Supplied records =
************
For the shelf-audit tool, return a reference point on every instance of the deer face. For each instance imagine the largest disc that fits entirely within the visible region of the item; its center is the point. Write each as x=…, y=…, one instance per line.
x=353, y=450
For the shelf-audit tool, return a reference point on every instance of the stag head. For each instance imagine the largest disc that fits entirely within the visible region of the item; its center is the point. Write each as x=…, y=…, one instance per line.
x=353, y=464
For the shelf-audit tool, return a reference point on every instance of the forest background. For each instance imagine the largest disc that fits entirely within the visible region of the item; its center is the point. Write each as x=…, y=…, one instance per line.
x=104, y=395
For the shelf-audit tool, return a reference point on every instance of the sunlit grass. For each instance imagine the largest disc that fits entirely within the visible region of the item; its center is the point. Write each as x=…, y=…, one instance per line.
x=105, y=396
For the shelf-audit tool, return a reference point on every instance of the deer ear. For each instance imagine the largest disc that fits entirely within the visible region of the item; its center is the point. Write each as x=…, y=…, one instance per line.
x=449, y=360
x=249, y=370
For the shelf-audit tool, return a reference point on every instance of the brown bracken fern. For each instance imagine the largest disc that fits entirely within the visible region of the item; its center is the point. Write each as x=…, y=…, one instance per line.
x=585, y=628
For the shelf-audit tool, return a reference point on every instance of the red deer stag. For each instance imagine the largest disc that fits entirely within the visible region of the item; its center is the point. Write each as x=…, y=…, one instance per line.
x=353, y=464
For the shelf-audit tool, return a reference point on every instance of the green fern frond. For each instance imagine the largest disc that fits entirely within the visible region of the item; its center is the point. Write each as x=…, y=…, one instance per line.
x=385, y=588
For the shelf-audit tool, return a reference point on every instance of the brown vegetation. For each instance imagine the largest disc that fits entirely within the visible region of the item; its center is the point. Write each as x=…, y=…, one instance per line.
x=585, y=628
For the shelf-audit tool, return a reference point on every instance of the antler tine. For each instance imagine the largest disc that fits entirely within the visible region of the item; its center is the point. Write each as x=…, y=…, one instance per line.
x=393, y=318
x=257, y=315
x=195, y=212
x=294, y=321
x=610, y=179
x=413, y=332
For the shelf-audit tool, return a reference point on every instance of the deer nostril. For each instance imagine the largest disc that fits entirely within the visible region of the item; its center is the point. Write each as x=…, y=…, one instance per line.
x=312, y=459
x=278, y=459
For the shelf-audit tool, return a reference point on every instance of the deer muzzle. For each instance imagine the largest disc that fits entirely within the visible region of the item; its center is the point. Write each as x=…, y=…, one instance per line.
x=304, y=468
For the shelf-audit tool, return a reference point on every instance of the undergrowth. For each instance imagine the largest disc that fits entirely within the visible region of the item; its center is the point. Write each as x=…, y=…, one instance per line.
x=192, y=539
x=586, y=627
************
Instructions to follow = Repeat all of the records, letter for letter.

Solution to the problem =
For the shelf-audit tool, return a reference point on every instance of the deer face. For each instance imagine the largest disc that fits entirely within the visible region of the item; its center is the point. Write each as x=…, y=…, one instance per line.
x=353, y=450
For the shelf-audit tool, return a reference point on every instance of the stag head. For each instance imagine the largest disc that fits entirely within the visible region of the item; its center is the point. Write each as x=…, y=…, one instance per line.
x=353, y=464
For the shelf-audit tool, return a reference point on every instance of the forest background. For each instance imagine the largest disc that fits entirely within the visible region of the item; its center is the point. Write each as x=…, y=…, one instance per line.
x=104, y=395
For the shelf-audit tool, return a reference point on every instance of the sunlit grass. For each instance imagine the largest disc that fits entirely within the visible region of the item; its center is the point. Write each as x=…, y=…, one instance per line.
x=105, y=396
For the shelf-audit tool, return a reference point on every instance of the deer ear. For each instance imagine the largest disc that fits entirely within the visible region of the item; its center is the point. Write each as x=…, y=…, one instance per line.
x=449, y=360
x=249, y=370
For the shelf-audit tool, return a reference point on every instance of the brown bracken fern. For each instance imagine the largest disc that fits entirely within the visible region of the item; its center is the point. Write each as x=…, y=…, one instance per line.
x=585, y=628
For the shelf-audit tool, return a reference point on every instance of the red deer stag. For each instance imagine the largest disc that fits entirely within the visible region of the item; its center is the point. Write each as x=…, y=…, one instance per line.
x=353, y=464
For the shelf-audit tool, return a reference point on every instance of the green fern frond. For each instance imagine the largest disc that fits entirely within the visible region of the item; its center is the point. Write each as x=…, y=…, one instance per line.
x=385, y=588
For the shelf-audit tool, return a reference point on every instance of the brown vegetation. For each instance imagine the largest disc that fits entirely within the visible region of the item; its center is the point. Write each as x=…, y=…, one instance per line.
x=585, y=628
For the shelf-audit tool, return a reference point on every instance of the antler tine. For each instance imagine the largest disc that fits entirely within the visible region of the item; its center is the point. Write each as x=…, y=…, one instance per line.
x=393, y=318
x=257, y=315
x=195, y=212
x=294, y=321
x=610, y=179
x=413, y=332
For the shelf-audit tool, return a reference point on every instance of the deer nostril. For each instance imagine the largest disc that fits entirely within the visible region of the item; its center is the point. Write each as x=…, y=…, one instance per line.
x=312, y=459
x=278, y=459
For the shelf-audit tool, return a reference point on every instance of the deer muzzle. For each instance imagine the largest disc that fits entirely within the visible region of the item; its center is the point. Write each as x=…, y=…, one instance per line.
x=304, y=468
For the shelf-audit tool, return a reference point on every instance of the undergrowth. For each instance imagine the largest disc that fits entirely within the visible region of the item; its center is the point. Write each as x=…, y=…, one instance per line.
x=192, y=539
x=586, y=627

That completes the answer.